§ **WHAT YOU HAVE TO DO**: Reproduce each line of the material exactly, minus any picture.

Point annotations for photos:
------------------------------------------------

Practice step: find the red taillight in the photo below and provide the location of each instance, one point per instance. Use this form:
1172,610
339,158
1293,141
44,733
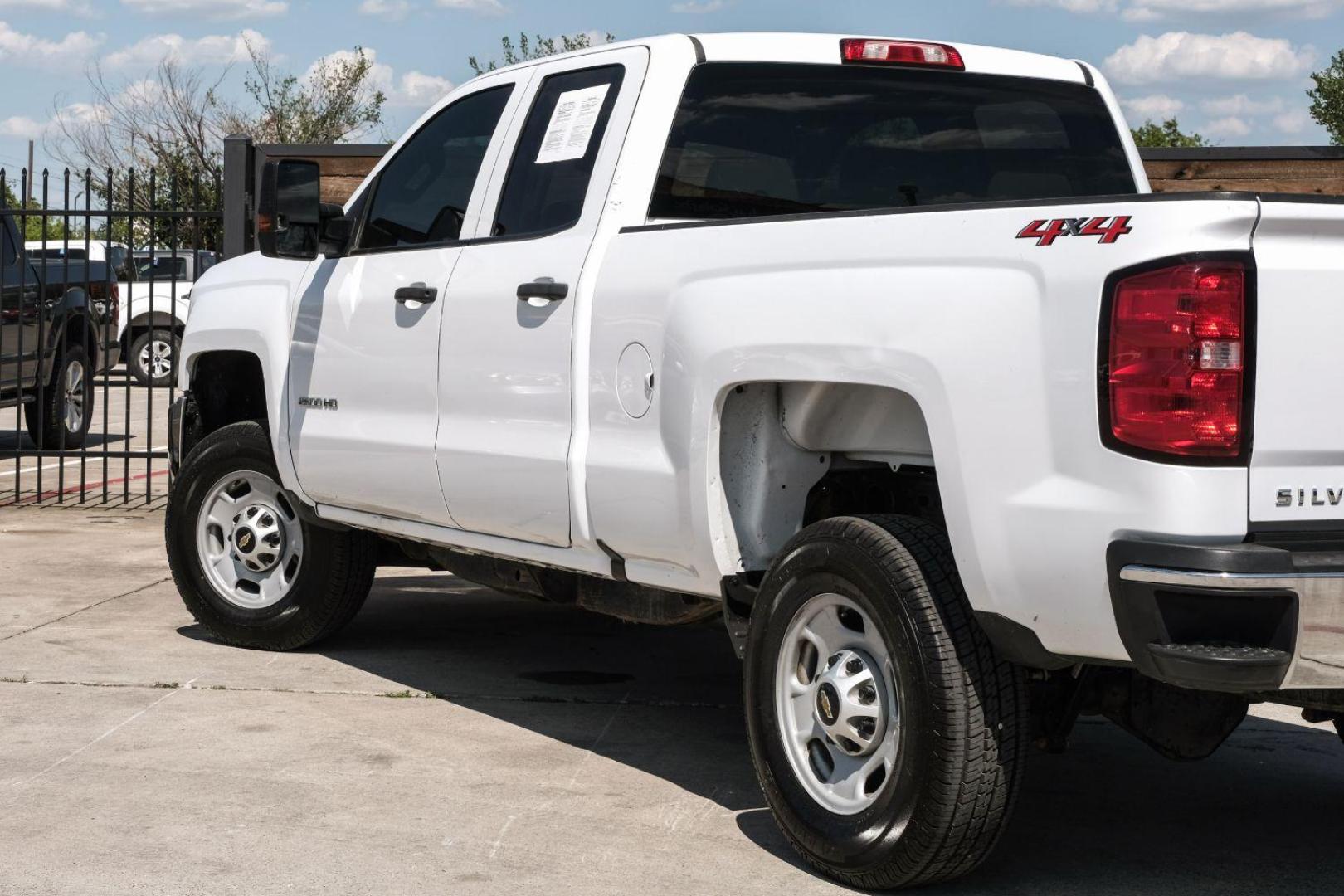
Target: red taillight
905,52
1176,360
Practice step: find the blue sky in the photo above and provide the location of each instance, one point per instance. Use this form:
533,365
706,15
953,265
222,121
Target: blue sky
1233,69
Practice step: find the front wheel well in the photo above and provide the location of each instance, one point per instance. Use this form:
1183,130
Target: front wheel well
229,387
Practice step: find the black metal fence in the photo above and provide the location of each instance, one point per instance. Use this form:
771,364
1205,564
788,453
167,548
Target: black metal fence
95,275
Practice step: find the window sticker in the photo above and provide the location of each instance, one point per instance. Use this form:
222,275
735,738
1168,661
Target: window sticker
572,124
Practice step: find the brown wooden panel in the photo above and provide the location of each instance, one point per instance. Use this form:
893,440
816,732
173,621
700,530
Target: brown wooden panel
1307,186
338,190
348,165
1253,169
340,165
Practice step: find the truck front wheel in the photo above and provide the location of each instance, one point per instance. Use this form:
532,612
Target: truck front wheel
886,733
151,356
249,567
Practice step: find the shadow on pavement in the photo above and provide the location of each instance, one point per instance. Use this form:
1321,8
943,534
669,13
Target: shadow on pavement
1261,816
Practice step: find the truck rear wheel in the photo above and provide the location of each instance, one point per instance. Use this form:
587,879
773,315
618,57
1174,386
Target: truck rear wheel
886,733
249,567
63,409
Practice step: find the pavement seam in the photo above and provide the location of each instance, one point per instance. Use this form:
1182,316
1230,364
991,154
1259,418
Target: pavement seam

------------------------------------------------

§ **TASK RESULT**:
Practice step: find the red taillight in the photo below and provide the location of each instance, one point per instance. Use this form:
1172,610
339,158
1293,141
44,733
Target: red taillight
905,52
1176,360
Practice step: find the blue sky in the photo above and provide the location of each instance, one point per instance. Use this form:
533,365
706,15
953,265
222,121
Target: blue sky
1233,69
Practice step: find the front wheel well in the photo above and provide the location of each instance, one point per instance. Use this form:
1183,130
Target: front wheel well
229,387
Practice step: find the black metal fence in the photo above and provide the location of each instance, one point per instance. Use this form:
771,364
1205,564
788,453
167,548
Target: black metal fence
95,275
Practice step: find the window sticker in the photo above and provide the location of each instance, one point per instance. Use this form:
222,275
735,738
1168,661
Target: window sticker
572,124
Practice step: find the brown wooden panel in the photo above and provide the location of each instance, one point per instance. Use this form:
893,440
816,732
173,621
700,530
Target: brown wooden panel
1307,186
338,190
348,165
1253,169
340,165
Practice step: find the truck front wheel in the photo above and provide the location of each instance, one point per instance. Use this form:
532,612
Target: truck front wheel
886,733
151,356
249,567
Practice step: find the shadow on pavement in the photo above and provide the location of each instance, one point per instance. Use this form:
1321,8
943,534
669,13
Target: shadow on pavement
1261,816
Practice step: find the truck rear wheel in the photo above and provide the location of each instance, one point per instance. Use this form:
587,879
773,315
618,57
1174,386
Target: truck rear wheel
886,733
249,567
63,409
Practice step: find the pavement seam in the photo above and provide the location of each instance, one point per instance. Use this form:
1182,316
1230,364
991,154
1259,418
Target: pavement seam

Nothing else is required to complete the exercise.